> _Material shown_
■ ■ ■ ■ ■

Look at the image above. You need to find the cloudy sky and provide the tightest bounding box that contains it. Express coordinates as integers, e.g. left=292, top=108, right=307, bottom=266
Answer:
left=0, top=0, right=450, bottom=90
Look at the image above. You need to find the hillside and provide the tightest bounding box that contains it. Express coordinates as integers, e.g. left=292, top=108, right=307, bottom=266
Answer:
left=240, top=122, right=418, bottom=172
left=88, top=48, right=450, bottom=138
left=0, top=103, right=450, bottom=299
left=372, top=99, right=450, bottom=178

■ ■ ■ ■ ■

> _Exercise_
Can you reproduce all of the records above word for word, changing nothing?

> _Correct result_
Look at the image above. You need to find the cloudy sky and provide the tightest bounding box that contains it. Express coordinates as integers, e.g. left=292, top=108, right=307, bottom=266
Answer:
left=0, top=0, right=450, bottom=90
Look at the image above. You need to find the hillside and provide the tightest bounding box that contains it. Express coordinates as integers, e.g. left=292, top=108, right=307, bottom=266
Answer:
left=240, top=122, right=418, bottom=172
left=88, top=48, right=450, bottom=138
left=0, top=103, right=450, bottom=299
left=372, top=99, right=450, bottom=178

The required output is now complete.